## TASK OBJECTIVE
Where does the string "query" occur in the records? Copy each line that holds it.

(Saved entries)
Segment Open
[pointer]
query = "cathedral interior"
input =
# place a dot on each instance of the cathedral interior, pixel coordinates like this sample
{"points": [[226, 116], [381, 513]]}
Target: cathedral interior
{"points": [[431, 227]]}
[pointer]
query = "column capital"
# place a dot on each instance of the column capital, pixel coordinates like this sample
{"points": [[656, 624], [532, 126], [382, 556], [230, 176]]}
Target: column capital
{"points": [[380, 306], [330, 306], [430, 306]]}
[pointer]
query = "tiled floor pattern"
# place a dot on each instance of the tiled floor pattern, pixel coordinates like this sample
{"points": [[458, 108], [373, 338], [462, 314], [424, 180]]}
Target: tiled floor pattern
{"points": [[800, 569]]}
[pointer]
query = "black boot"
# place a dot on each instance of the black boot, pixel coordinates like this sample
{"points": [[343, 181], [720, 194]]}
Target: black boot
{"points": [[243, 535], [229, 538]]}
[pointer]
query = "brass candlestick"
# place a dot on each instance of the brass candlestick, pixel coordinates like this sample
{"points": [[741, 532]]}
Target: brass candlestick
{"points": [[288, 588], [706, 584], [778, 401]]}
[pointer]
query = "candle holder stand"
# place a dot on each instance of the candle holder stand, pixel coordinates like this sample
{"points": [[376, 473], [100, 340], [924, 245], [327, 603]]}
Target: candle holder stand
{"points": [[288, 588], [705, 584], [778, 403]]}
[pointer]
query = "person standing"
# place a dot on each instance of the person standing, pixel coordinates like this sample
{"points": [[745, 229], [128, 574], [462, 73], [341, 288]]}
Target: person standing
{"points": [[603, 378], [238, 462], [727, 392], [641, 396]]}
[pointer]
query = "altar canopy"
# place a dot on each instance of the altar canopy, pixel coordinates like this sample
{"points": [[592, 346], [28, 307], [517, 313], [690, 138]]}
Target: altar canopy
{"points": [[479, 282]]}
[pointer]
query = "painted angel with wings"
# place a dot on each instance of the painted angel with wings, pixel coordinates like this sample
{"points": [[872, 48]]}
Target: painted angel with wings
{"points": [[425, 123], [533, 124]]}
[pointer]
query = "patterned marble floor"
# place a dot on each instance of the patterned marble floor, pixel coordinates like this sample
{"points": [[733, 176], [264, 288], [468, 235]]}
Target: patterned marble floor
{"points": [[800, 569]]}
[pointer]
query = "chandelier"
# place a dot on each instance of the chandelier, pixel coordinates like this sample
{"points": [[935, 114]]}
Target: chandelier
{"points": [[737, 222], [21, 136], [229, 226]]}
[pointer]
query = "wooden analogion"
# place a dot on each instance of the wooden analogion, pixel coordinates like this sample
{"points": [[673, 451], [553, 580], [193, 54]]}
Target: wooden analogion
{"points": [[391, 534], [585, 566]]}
Segment Closed
## TASK RESULT
query = "cathedral interior"
query = "column capital"
query = "tiled floor pattern"
query = "black boot"
query = "brass candlestick"
query = "candle holder stand"
query = "person standing"
query = "altar canopy"
query = "painted angel with wings"
query = "patterned marble floor"
query = "chandelier"
query = "wooden analogion"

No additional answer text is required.